Page text Block Start

Total Variation: To calculate this, you would subtract the average actual value from each of the actual values, square the results and sum them.

Advantage

Gives a better understanding while explaining the model to other people because you can explain the number as a percentage of the output variability.

Mean Square Error(MSE)/Root Mean Square Error(RMSE)

Definition

MSE is calculated by the sum of the square of prediction error which is the actual output minus predicted output and then divide by the number of data points.

RMSE is the square root of MSE. Since the MSE value can be too big to compare easily, RMSE is easier to interpret.

Formula:

M S E=\frac{1}{N} \sum_{i=1}^N\left(y_i-\hat{y}_i\right)^2

Advantage

Gives a better understanding while comparing performance between different regression models.

Mean Absolute Error(MAE)

Definition

Mean Absolute Error(MAE) is similar to Mean Square Error(MSE). However, instead of the sum of the square of error in MSE, MAE is taking the sum of the absolute value of error.

Formula

M A E=\frac{1}{N} \sum_{i=1}^N\left|y_i-\hat{y}_i\right|

Advantage

Does not penalize big prediction errors.
Easy to implement.

Page text Block End

Assignment 1: For each statement below, say yes or no to whether it agrees with the text on regression error measures, and quote the exact words from it that decide your answer. (a) RMSE is the square root of MSE. (b) MAE squares each error before adding them up. (c) To get MSE, the summed squared errors are divided by the number of data points.
Assignment 2: Keep writing the text on regression error measures, picking up right after its last line.
The items have nothing to do with this part.

Dataset entries Block Start

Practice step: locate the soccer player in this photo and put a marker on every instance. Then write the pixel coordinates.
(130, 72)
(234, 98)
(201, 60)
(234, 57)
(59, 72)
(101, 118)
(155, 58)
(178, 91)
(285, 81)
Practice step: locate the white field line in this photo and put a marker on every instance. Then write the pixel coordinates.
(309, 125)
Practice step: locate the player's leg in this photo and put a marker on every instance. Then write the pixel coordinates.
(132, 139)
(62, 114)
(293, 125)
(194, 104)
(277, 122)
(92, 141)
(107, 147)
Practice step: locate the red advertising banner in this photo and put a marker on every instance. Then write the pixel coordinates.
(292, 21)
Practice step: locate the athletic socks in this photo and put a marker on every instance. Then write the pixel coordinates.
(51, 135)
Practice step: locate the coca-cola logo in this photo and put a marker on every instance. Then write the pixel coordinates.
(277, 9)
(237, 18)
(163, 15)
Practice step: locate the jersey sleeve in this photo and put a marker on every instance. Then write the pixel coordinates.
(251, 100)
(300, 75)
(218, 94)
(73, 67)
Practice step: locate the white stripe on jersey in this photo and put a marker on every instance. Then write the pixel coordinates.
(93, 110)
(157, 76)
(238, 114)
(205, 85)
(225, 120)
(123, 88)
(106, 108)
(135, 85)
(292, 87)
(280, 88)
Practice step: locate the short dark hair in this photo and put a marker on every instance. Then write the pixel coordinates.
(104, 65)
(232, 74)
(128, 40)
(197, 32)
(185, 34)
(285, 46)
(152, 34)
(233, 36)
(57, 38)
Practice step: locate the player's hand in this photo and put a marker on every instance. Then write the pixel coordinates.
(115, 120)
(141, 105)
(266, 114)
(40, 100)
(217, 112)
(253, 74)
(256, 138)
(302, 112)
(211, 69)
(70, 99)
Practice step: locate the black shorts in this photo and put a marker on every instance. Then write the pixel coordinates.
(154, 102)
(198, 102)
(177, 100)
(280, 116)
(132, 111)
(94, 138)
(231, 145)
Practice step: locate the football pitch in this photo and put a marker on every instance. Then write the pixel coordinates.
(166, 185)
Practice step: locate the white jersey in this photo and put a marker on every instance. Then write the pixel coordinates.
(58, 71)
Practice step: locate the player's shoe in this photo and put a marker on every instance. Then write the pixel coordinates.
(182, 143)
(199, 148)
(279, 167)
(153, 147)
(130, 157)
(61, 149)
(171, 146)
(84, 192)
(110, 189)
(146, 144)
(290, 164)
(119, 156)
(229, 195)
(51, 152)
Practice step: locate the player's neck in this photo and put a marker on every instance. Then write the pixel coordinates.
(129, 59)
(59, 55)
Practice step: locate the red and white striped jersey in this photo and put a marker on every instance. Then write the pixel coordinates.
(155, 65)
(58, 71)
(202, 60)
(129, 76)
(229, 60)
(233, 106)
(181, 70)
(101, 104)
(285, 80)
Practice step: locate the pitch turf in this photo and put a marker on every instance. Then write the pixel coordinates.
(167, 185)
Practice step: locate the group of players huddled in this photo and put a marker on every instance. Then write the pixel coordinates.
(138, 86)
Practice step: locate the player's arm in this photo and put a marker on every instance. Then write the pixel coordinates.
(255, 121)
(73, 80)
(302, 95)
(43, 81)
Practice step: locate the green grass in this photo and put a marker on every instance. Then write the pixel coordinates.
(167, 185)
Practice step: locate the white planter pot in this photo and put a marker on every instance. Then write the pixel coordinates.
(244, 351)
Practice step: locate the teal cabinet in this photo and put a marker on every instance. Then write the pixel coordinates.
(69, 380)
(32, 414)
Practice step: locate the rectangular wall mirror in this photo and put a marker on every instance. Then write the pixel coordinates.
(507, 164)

Dataset entries Block End
Dataset entries Block Start

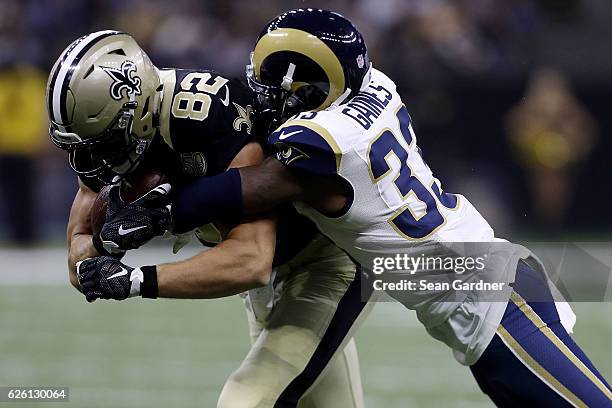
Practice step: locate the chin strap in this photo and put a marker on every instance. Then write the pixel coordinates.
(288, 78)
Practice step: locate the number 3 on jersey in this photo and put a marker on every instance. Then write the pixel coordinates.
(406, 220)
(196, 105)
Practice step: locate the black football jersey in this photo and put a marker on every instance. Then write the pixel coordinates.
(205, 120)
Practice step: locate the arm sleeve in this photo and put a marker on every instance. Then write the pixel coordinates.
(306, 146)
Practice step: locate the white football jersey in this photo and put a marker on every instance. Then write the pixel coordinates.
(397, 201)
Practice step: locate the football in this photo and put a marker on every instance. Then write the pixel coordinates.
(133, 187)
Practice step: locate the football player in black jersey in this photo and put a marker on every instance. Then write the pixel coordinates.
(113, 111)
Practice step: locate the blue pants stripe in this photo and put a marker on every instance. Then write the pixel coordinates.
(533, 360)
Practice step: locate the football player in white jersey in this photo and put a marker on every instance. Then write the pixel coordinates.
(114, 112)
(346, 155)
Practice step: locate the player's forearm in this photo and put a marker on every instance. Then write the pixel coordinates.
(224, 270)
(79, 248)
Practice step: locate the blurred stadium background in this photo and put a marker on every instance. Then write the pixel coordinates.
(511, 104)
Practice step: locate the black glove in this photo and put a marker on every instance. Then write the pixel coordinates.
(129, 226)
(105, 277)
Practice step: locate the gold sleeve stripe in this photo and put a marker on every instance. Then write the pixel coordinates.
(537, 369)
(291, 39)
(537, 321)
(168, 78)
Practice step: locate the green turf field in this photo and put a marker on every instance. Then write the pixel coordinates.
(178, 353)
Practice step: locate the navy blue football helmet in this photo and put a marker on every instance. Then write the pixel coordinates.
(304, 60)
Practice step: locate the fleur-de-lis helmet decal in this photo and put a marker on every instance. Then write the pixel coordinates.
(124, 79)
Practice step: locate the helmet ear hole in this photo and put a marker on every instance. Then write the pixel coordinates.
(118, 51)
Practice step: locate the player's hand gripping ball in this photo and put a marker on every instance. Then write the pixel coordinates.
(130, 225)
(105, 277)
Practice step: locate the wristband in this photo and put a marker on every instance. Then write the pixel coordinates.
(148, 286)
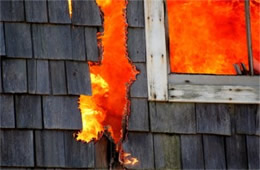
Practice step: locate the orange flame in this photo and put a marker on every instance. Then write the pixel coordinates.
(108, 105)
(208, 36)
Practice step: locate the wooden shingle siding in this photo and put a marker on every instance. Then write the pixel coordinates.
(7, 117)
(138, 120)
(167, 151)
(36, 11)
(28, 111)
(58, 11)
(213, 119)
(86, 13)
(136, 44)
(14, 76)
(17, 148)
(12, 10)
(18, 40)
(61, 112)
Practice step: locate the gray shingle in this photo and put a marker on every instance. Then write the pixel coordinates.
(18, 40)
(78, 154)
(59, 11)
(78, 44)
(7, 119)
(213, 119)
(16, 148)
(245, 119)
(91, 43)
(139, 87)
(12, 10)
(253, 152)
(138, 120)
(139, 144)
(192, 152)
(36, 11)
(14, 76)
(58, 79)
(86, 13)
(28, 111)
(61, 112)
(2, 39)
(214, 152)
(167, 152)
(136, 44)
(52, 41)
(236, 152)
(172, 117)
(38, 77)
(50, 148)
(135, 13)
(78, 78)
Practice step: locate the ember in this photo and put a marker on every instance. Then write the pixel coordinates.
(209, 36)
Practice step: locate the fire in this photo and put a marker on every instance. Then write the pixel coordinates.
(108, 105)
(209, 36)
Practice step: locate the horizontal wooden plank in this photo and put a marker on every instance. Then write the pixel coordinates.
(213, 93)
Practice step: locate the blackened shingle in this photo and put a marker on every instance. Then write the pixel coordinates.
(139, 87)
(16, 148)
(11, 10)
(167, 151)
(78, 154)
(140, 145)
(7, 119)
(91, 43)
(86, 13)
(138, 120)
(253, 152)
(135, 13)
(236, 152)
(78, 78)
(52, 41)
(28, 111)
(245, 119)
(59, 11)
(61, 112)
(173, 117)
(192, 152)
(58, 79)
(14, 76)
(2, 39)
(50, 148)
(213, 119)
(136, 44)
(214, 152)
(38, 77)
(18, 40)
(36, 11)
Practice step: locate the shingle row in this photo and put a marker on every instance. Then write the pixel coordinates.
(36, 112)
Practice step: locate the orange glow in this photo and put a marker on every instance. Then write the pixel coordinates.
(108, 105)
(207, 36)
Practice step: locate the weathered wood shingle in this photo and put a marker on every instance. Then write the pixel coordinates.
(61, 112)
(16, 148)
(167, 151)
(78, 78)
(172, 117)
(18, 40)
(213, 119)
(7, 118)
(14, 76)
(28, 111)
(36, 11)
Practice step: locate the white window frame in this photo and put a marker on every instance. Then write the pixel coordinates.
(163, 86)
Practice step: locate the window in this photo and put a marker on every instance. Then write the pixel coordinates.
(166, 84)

Dataset entries Block End

Task response 1:
(a) Yes: "RMSE is the square root of MSE."
(b) No: "instead of the sum of the square of error in MSE, MAE is taking the sum of the absolute value of error."
(c) Yes: "and then divide by the number of data points."

Task response 2:
Accuracy

Definition:

The ratio of the total no. of correctly classified points to the total no. of points in the test dataset is called test accuracy.

Example

Think of it like this, there are 10 questions on a test and if you did 8 of them correctly, then your accuracy is 0.8 or 80%.

Advantage

A simple technique: easy to understand and implement.

Disadvantage

Imbalanced Dataset: Let's say there is a test dataset, with 96 positive points and 4 negative points. Then even if the classifying model is dumb enough to predict all points positively, it will have 96% accuracy, which is not justifiable. Therefore we should never use accuracy as a measure when we have an imbalanced dataset. We use precision and recall to overcome this drawback.
Only suitable for classification algorithms.

Some terms to know

a) True Positive Rate (TPR) = TP/P: Correctly classified positive points.

b) True Negative Rate (TNR) = TN/N: Correctly classified negative points.

c) False Positive Rate (FPR) = FP/N: Incorrectly classified positive points

d) False Negative Rate (FNR) = FN/P: Incorrectly classified negative points.

The above terms help us to build the confusion matrix Standard Metrics for Regression

The above matrix gives us a clear idea of how our model is performing and helps us to calculate the precision and recall accurately.

Precision

Definition

Precision or Positive Prediction Value means out of all the points the model predicted to be positive, what percentage of them are positive?

A good model has a high precision which lies between 0 and 1.

$Precision = TP / (TP + FP)$

Example

There is a cancer dataset that has 60 positive patients and 40 negative patients. The classifier model predicts that 70 patients have cancer, the precision is out of the patients that our model says have cancer, how many have cancer. So here the precision will be 60/70 or 0.85.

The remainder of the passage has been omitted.